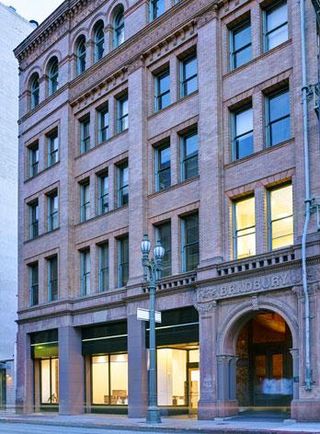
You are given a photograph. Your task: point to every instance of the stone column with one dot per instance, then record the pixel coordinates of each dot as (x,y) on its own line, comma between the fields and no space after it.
(137,367)
(207,408)
(71,371)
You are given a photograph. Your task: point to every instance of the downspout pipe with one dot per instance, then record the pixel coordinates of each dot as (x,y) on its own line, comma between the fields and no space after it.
(307,337)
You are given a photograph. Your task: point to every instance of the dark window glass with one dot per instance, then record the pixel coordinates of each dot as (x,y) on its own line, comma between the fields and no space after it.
(189,156)
(163,233)
(190,242)
(53,278)
(243,133)
(189,76)
(163,169)
(123,261)
(278,117)
(241,45)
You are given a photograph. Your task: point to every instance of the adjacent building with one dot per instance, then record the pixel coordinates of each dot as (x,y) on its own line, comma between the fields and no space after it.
(183,120)
(14,29)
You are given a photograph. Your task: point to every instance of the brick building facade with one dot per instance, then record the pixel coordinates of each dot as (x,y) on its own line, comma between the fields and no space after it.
(182,119)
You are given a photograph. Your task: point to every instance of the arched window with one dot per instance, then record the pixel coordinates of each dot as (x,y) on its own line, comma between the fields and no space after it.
(34,90)
(53,75)
(118,27)
(81,52)
(98,41)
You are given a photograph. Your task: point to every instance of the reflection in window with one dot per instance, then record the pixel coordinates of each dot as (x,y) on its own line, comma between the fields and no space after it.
(49,373)
(110,379)
(281,217)
(276,25)
(244,228)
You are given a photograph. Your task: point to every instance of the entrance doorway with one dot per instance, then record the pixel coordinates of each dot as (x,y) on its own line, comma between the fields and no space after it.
(264,367)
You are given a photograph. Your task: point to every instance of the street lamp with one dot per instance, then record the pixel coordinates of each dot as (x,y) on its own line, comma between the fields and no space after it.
(151,270)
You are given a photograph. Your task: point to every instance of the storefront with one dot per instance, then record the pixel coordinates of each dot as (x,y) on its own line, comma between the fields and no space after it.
(45,354)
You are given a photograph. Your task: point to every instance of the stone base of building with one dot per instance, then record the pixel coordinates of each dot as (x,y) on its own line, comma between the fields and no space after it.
(305,410)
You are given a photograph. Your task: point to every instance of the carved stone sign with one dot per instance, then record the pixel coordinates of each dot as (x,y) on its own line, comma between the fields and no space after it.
(276,280)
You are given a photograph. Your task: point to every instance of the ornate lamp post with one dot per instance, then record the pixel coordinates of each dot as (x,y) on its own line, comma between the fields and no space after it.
(152,269)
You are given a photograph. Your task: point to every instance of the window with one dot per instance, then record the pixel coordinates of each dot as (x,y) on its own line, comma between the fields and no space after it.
(35,91)
(53,148)
(34,283)
(53,278)
(53,76)
(34,219)
(242,133)
(162,90)
(278,118)
(123,185)
(99,41)
(49,380)
(118,31)
(280,217)
(33,152)
(163,233)
(157,8)
(190,242)
(84,201)
(122,114)
(103,267)
(85,268)
(189,76)
(244,223)
(103,124)
(103,193)
(240,45)
(123,261)
(85,134)
(276,25)
(81,52)
(53,211)
(189,155)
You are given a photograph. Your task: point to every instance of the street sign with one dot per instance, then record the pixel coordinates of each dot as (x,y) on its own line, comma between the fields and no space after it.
(144,315)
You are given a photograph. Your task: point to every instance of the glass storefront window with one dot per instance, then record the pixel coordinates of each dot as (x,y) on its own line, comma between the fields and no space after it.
(110,379)
(49,381)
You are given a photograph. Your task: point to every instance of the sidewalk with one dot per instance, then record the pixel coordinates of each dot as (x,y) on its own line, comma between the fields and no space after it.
(168,425)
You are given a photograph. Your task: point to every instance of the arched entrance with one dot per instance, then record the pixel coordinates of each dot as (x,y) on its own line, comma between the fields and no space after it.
(264,369)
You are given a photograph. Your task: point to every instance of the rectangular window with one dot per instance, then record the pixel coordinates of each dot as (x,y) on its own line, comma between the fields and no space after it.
(103,193)
(103,125)
(163,234)
(34,219)
(34,283)
(122,114)
(33,152)
(53,278)
(84,201)
(190,242)
(85,268)
(123,261)
(276,25)
(278,117)
(281,217)
(53,211)
(53,148)
(162,90)
(240,45)
(244,224)
(242,133)
(189,155)
(85,135)
(157,8)
(162,166)
(123,184)
(189,76)
(103,267)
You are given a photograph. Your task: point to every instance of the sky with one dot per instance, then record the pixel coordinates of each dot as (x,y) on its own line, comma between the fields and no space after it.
(33,9)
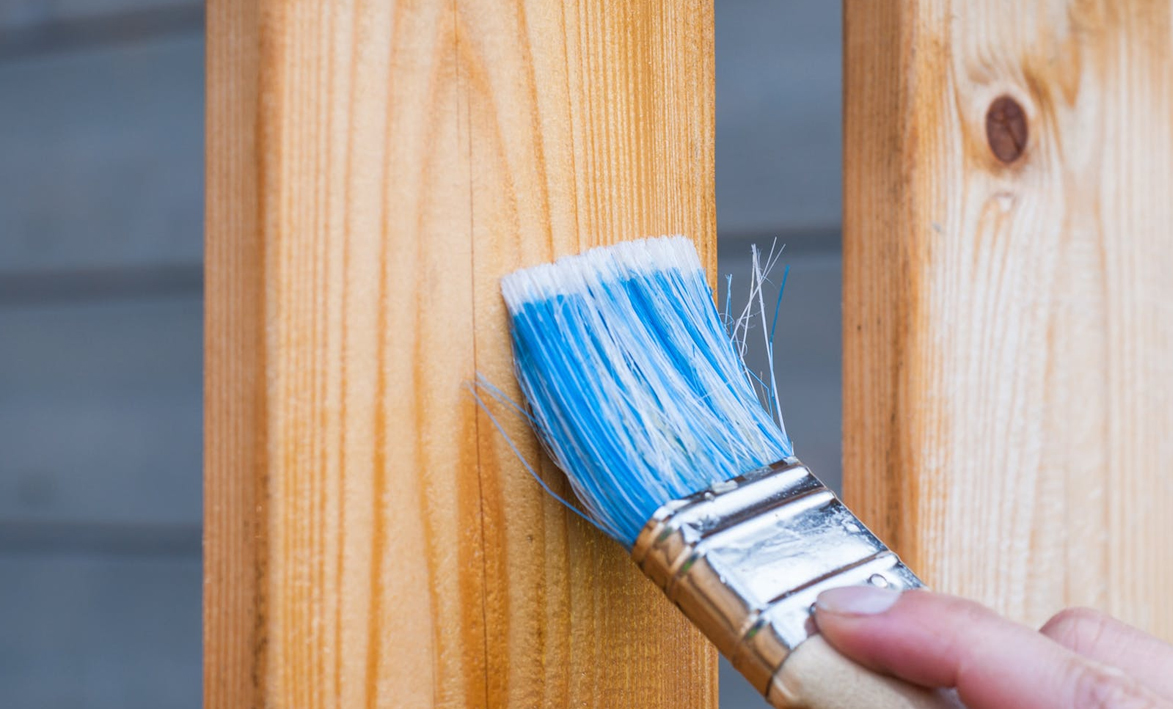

********************

Filter the items above, copying out every line that contains the word "stone".

You are given a photograph. Your task: point to every instance of the stone column with one dot per instance, then record the pixel coordinates of each dot as (x,y) on its own line, comma between the fields and no space after it.
You are given a photograph. Your task: point to every instance of the stone base of building with one dot per instance, then record the pixel coordinates of each dot as (x,y) on its own line, comma between the fields and no space after it.
You are given a photograph. Your task: point to every instance of the carved stone sign with one dot per instance, then record the pixel coordinates of each dot as (x,y) on its own line, comma between the fields and no space after it.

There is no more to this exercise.